Member of the European Court of Auditors for the Netherlands
- In office 1 January 2014 – 14 April 2022
- President: Vítor Manuel da Silva Caldeira Klaus-Heiner Lehne
- Preceded by: Gijs de Vries
- Succeeded by: Stef Blok

Personal details
- Born: Alex Franciscus Maria Brenninkmeijer June 29, 1951 Amsterdam
- Died: April 14, 2022 (aged 70) Luxembourg
- Spouse: Sacha Prechal
- Occupation: Lawyer, judge and academic

= Alex Brenninkmeijer =

Dutch lawyer, judge, and academic (1951–2022)

Alex Brenninkmeijer (29 June 1951 - 14 April 2022) was a Dutch lawyer, judge and academic, national ombudsman between 2005 and 2014, and member of the European Court of Auditors from 2014 until his death.

==Biography==
Alex Brenninkmeijer was born in Amsterdam in 1951. He studied Dutch law at the University of Groningen from 1971 to 1976, majoring in private law and public law and minoring in economics. In 1987, he obtained his doctorate from Tilburg University.

From 2005 to 2014, Brenninkmeijer served as the National Ombudsman of the Netherlands. He was a member of the ECA from 2014 until his death in April 2022.

Brenninkmeijer was married to judge Sacha Prechal.

______________________________

Check each statement against the Brenninkmeijer biography above, answering yes or no and quoting the words that decide it. 1. He earned his doctorate from the University of Groningen. 2. He was National Ombudsman of the Netherlands from 2005 to 2014. 3. Gijs de Vries succeeded him on the European Court of Auditors.

## [Data]
______________________________

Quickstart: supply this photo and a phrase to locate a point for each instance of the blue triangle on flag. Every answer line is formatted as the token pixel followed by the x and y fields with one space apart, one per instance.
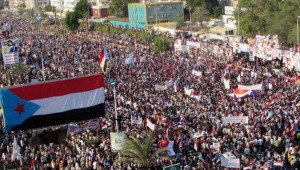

______________________________

## [Response to the exercise]
1. No: "In 1987, he obtained his doctorate from Tilburg University."
2. Yes: "From 2005 to 2014, Brenninkmeijer served as the National Ombudsman of the Netherlands."
3. No: "Succeeded by: Stef Blok"